*What you will do*.
Report every line of the records that contains the word "weathered".
----- Records for processing
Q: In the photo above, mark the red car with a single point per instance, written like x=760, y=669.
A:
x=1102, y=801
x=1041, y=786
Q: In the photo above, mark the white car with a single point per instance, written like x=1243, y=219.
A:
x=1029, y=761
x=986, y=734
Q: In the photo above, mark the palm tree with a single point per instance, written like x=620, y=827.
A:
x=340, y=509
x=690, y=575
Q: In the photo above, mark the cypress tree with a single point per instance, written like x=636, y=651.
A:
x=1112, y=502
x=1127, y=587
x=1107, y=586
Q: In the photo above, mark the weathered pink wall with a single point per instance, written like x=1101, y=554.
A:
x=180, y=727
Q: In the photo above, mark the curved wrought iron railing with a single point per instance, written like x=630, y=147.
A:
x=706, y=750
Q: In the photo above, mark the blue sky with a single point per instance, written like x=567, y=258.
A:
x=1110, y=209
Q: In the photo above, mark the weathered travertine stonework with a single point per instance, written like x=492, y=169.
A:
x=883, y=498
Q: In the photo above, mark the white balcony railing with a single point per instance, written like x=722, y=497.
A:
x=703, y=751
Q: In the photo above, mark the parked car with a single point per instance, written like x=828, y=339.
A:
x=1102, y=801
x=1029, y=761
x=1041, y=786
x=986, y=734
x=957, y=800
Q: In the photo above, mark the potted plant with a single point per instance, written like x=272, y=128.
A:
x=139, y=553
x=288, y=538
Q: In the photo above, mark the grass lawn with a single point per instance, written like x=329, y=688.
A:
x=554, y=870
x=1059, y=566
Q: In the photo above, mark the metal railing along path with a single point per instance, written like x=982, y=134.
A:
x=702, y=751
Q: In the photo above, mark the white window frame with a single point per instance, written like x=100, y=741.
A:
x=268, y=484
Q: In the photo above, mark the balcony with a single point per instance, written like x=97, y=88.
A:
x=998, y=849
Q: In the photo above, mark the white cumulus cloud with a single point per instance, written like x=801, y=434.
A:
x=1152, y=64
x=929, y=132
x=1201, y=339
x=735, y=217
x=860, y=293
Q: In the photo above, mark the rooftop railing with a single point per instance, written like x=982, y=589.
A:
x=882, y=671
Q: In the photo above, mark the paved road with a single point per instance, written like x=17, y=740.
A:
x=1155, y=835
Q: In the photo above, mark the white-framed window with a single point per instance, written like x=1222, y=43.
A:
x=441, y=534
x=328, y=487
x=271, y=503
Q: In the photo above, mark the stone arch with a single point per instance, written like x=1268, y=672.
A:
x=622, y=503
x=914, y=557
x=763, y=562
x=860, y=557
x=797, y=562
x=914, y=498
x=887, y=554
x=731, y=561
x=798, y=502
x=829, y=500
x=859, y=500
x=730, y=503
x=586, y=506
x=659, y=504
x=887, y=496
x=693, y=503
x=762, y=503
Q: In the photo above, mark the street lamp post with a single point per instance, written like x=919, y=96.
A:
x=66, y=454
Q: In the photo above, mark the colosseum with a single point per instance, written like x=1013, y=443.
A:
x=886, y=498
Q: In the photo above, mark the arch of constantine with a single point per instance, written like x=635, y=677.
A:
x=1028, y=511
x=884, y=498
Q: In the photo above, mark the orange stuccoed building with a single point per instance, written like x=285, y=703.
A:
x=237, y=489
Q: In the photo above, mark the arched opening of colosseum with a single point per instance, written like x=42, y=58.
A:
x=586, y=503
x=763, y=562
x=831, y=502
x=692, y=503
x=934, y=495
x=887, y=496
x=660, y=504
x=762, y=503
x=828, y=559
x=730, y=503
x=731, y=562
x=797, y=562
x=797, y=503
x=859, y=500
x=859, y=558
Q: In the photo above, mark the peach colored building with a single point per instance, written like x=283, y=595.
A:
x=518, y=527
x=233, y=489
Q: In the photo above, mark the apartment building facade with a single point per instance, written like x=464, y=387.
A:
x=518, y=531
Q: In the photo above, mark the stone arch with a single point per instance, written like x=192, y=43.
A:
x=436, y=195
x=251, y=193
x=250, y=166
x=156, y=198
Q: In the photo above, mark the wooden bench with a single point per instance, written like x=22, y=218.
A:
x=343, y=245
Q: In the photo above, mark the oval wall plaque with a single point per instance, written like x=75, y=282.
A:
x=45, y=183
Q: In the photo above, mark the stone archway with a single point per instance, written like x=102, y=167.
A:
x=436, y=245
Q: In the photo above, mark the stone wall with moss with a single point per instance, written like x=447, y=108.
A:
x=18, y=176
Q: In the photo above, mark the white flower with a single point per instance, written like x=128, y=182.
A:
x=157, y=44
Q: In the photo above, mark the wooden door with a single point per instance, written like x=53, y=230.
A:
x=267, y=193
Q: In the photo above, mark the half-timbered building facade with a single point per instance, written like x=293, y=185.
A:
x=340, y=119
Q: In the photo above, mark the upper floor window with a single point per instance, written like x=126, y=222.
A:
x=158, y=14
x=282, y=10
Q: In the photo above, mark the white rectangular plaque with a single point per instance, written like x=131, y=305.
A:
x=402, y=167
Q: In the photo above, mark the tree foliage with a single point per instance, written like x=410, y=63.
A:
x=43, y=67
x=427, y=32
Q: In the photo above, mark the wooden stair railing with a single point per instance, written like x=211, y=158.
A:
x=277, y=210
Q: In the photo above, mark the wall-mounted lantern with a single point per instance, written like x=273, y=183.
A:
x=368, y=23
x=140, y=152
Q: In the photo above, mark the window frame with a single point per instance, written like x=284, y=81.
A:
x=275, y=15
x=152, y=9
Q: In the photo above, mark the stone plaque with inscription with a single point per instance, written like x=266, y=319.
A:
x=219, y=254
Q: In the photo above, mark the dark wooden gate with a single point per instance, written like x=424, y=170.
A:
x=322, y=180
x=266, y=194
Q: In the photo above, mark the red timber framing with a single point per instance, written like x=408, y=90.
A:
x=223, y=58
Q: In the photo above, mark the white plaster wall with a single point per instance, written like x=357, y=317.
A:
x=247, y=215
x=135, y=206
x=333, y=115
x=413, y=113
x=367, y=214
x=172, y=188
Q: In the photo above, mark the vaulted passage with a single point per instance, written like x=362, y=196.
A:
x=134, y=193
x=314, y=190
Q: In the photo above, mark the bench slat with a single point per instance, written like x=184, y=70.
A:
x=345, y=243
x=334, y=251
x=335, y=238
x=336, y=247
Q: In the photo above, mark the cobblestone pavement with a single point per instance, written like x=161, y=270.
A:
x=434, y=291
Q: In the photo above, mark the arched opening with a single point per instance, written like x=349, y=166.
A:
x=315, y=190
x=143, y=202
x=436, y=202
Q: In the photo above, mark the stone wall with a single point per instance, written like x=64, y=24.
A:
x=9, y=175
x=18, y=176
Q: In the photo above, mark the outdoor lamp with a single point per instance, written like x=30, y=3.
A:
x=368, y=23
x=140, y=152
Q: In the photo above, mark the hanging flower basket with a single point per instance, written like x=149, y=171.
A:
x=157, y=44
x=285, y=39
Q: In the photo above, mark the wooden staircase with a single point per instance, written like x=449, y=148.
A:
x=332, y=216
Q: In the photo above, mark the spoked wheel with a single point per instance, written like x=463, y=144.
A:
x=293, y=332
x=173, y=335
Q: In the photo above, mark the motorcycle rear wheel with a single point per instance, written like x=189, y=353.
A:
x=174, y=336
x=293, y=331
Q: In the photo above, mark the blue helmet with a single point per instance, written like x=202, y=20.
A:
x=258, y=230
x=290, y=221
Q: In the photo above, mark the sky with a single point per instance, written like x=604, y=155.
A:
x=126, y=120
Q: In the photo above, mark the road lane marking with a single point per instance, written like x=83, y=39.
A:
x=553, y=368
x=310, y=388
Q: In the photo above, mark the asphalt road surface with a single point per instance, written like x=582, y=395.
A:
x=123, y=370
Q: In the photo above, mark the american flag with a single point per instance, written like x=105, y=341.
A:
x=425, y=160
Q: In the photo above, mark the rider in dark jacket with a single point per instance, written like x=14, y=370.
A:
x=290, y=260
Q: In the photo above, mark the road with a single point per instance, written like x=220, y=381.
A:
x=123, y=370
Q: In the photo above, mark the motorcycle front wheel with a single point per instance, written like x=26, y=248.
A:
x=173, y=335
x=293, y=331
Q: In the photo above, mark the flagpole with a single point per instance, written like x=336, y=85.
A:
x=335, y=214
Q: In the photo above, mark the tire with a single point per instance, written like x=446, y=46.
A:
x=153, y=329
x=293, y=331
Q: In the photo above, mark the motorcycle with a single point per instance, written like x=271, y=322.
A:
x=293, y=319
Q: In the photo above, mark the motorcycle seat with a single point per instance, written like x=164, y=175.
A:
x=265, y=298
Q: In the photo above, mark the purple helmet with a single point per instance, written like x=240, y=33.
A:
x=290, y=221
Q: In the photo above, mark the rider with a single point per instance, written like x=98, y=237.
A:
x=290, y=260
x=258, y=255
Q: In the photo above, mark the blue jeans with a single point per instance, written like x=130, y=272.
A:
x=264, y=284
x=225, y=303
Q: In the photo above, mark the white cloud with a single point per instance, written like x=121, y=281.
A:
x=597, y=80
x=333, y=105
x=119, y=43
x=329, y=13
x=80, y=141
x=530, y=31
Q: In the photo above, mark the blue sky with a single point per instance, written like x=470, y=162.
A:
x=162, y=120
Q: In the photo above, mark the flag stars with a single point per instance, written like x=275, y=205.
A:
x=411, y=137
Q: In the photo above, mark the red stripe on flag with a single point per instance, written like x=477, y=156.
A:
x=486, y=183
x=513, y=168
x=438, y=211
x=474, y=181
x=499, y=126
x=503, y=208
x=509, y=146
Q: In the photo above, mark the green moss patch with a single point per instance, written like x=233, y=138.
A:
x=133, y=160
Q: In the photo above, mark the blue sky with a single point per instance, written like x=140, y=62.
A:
----------
*The completed task*.
Q: In the photo above, mark the weathered pink wall with a single point per instance, written like x=1101, y=554.
Q: In the photo above, mark the weathered travertine stonework with a single point per instance, written like x=492, y=169.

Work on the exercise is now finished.